# Required work:
Reproduce every one of the rows below word for word, with no changes.

# Raw records:
..........

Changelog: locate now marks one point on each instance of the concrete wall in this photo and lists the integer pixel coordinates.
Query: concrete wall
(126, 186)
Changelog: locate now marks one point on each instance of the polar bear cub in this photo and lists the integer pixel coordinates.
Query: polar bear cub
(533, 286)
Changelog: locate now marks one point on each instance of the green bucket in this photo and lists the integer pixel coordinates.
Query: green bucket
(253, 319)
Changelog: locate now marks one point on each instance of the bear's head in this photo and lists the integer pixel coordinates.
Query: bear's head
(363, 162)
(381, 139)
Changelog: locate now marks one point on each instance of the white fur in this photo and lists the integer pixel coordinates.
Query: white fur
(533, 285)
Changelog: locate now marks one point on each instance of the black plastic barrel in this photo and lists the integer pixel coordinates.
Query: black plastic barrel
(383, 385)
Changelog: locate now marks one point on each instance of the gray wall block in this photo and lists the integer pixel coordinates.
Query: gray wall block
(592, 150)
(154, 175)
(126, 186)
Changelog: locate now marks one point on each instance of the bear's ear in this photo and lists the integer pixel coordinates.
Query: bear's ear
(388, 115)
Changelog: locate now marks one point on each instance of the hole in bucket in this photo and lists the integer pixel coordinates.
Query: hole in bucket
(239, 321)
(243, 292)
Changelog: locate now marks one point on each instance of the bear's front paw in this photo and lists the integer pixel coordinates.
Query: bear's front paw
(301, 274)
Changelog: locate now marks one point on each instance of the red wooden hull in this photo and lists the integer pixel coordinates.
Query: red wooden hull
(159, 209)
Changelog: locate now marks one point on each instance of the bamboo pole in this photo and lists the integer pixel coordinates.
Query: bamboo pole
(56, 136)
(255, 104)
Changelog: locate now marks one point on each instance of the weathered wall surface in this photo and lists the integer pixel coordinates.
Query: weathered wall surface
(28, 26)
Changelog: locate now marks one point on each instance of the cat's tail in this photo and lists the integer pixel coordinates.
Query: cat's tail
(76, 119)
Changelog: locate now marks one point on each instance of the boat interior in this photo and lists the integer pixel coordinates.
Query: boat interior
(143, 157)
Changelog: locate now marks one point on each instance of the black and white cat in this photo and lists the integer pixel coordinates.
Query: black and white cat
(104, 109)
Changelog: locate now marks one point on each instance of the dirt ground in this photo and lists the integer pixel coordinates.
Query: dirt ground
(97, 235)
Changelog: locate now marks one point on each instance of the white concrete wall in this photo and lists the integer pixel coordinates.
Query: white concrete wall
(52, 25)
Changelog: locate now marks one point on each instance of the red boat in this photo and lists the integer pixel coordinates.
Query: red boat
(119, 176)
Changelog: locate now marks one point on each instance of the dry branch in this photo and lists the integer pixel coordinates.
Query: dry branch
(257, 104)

..........

# Task solution:
Changelog: locate now marks one point on each instance of the concrete wall in this photo and lists the integer pixel coordinates.
Query: concrete wall
(126, 186)
Changelog: locate now marks one point on each instance of the polar bear cub in this photo and lists the integer pixel coordinates.
Query: polar bear cub
(533, 286)
Changelog: locate now marks one point on each instance of the green bucket in this photo and lists the integer pixel coordinates.
Query: green bucket
(253, 319)
Changelog: locate now marks one point on each instance of the bear's head in this photo and lists the integer pixel coordinates.
Query: bear's head
(363, 162)
(381, 139)
Changelog: locate now marks one point on each instance of the white fur in this photo and lists the integer pixel coordinates.
Query: white fur
(533, 285)
Changelog: locate now marks one point on each instance of the black plastic barrel in this photo and lists the integer pixel coordinates.
Query: black plastic barrel
(383, 385)
Changelog: locate now marks one point on each instance of the gray wall block in this photo and lists the integer pixel coordinates.
Query: gray wall block
(592, 150)
(154, 175)
(126, 186)
Changelog: locate now marks one point on each instance of the bear's ear in this photo and lists the integer pixel coordinates.
Query: bear's ear
(388, 115)
Changelog: locate now marks one point on each instance of the hole in bucket in this photo and lists the integer pixel coordinates.
Query: hole in bucket
(239, 321)
(243, 292)
Changelog: locate now marks one point on each instance of the bear's front paw in this photo and lists the integer pixel coordinates.
Query: bear's front paw
(301, 274)
Changelog: locate now marks one point on each instance of the red wooden hull in this photo and lists the integer pixel coordinates.
Query: red wooden hull
(159, 209)
Changelog: locate now marks one point on each instance of the bamboo pole in this photo and lists the integer pixel coordinates.
Query: bamboo pole
(56, 136)
(255, 104)
Changelog: locate now marks one point on each instance of the weathered wall surface in this photo and lists the integer pixel coordinates.
Query: weathered wall surface
(28, 26)
Changelog: locate now marks one point on each instance of the cat's tail in this photo and lists the integer pixel coordinates.
Query: cat's tail
(76, 119)
Changelog: locate now marks one point on each instance of the boat interior in this photo and lists the integer pixel coordinates.
Query: boat interior
(143, 157)
Changelog: locate now marks one point on each instance of the black and white cat in this photo and lists the integer pixel coordinates.
Query: black and white cat
(104, 109)
Changelog: locate now marks one point on each instance of the dirt ground in this photo and lists the integer pixel coordinates.
Query: dirt ground
(97, 235)
Changelog: locate now marks one point on each instance of the white concrete wall in this photo and lists the integer pixel coordinates.
Query: white concrete wall
(52, 25)
Changelog: locate now marks one point on each instance of the red boat in this photo and lists the integer pixel coordinates.
Query: red boat
(119, 176)
Changelog: locate now marks one point on each instance of the dry branch in this photo and lists the integer pixel coordinates.
Query: dry branch
(257, 104)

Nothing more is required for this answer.